→ Exercise goal
Please output each entry exactly as it appears.

→ Material provided
=======
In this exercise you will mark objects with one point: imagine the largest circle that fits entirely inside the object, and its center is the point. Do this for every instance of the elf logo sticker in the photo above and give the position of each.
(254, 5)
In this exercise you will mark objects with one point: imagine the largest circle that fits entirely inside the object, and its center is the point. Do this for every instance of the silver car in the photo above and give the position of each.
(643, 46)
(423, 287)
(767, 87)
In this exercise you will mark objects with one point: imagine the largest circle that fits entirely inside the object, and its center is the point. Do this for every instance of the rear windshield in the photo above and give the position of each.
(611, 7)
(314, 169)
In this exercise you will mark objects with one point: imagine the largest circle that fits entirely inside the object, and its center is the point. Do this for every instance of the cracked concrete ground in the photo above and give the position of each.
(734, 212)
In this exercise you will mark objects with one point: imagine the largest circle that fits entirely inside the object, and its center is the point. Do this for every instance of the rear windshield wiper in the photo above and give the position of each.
=======
→ Solution below
In this exercise you will mark objects with one point: imagine the largest circle that fits entirely inside the object, and its center is the point. Do this for every instance of the elf logo sticker in the photo above and give the position of each.
(254, 5)
In this exercise you will mark objects with one point: imagine the largest circle that fits entirely inside the object, and its center is the point. Do this for every instance of the silver car in the photo above and give the position of each.
(643, 46)
(423, 287)
(767, 87)
In this exercise you will mark objects with one point: imagine the largest circle that fits entirely inside the object, and its center is the point. Do this for every instance of the rear windshield in the photo above and give the position of each.
(611, 7)
(314, 169)
In this exercise you will mark objects with one point: imagine the largest circle that fits entirely inside the object, and its center is the point. Do this for every instance of the cracked concrete ground in the photo above and give the position of each.
(734, 212)
In this exercise you will mark objects with one point: imagine the largest circle that fits entirely inside the object, and its center is the point. Do this for every instance of the rear windshield wiper in the photo above and give the position of each.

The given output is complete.